Source extract:
......

W I T N E S S E T H:
WHEREAS, Bank currently owns, in its capacity as trustee for 239 trusts
established as a result of the liquidation of Inversiones Cimatel, C.A.
(collectively, the "Liquidation Trusts"), 13,730,352 shares of the issued and
outstanding shares of Common Stock of VenWorld Telecom, C.A. ("VenWorld"), a
corporation organized under the laws of Venezuela; and
WHEREAS, GTE currently owns 7,823,200 American Depositary Shares of
Compania Anonima Nacional Telefonos de Venezuela, C.A. (CANTV), a corporation
organized under the laws of Venezuela ("CANTV");
WHEREAS, each CANTV American Depositary Share represents seven (7) issued
and outstanding shares of Class D Common Stock of CANTV; and
WHEREAS, subject to the following terms and conditions, Bank, acting in
its capacity as trustee for those Liquidation Trusts which have agreed to
participate in the transactions described herein (such Liquidation Trusts so
participating being hereinafter collectively referred to as the "Trusts"),
desires to exchange 7,728,307 shares of the Common Stock of VenWorld
(collectively, the "VenWorld Shares"), and GTE desires to acquire the VenWorld
Shares, in exchange for 3,116,653 of the CANTV American Depositary Shares that
are owned by GTE (the "CANTV ADSs").
NOW, THEREFORE, in consideration of the premises and the mutual covenants
and agreements herein set forth, the parties agree as follows:
ARTICLE I
THE TRANSACTION
Section 1.1. Exchange of VenWorld Shares for CANTV ADSs. Bank hereby
exchanges with GTE the VenWorld Shares for the CANTV ADSs (such exchange being
hereinafter referred to as the "Transaction").

......

[Excerpts from point annotation data]
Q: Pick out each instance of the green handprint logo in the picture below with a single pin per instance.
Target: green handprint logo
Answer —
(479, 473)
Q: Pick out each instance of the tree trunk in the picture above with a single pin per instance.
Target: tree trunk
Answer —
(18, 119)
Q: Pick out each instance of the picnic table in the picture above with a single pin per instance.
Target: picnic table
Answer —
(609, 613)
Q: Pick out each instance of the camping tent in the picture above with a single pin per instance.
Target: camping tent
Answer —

......

Task list:
(1) According to the agreement excerpt, how many issued and outstanding shares of CANTV Class D Common Stock does each CANTV American Depositary Share represent?
(2) Reproduce the agreement excerpt word for word, starting at "W I T N E S" and ending at "Inversiones Cimatel, C.A.".
(3) Translate this sentence from the agreement excerpt into Spanish: "Bank hereby exchanges with GTE the VenWorld Shares for the CANTV ADSs (such exchange being hereinafter referred to as the 'Transaction')."
The listing is material separate from the agreement excerpt.

Solution list:
(1) Seven (7) shares.

(2)
W I T N E S S E T H:
WHEREAS, Bank currently owns, in its capacity as trustee for 239 trusts
established as a result of the liquidation of Inversiones Cimatel, C.A.

(3) El Banco por el presente intercambia con GTE las Acciones de VenWorld por los ADS de CANTV (dicho intercambio en lo sucesivo denominado la "Transacción").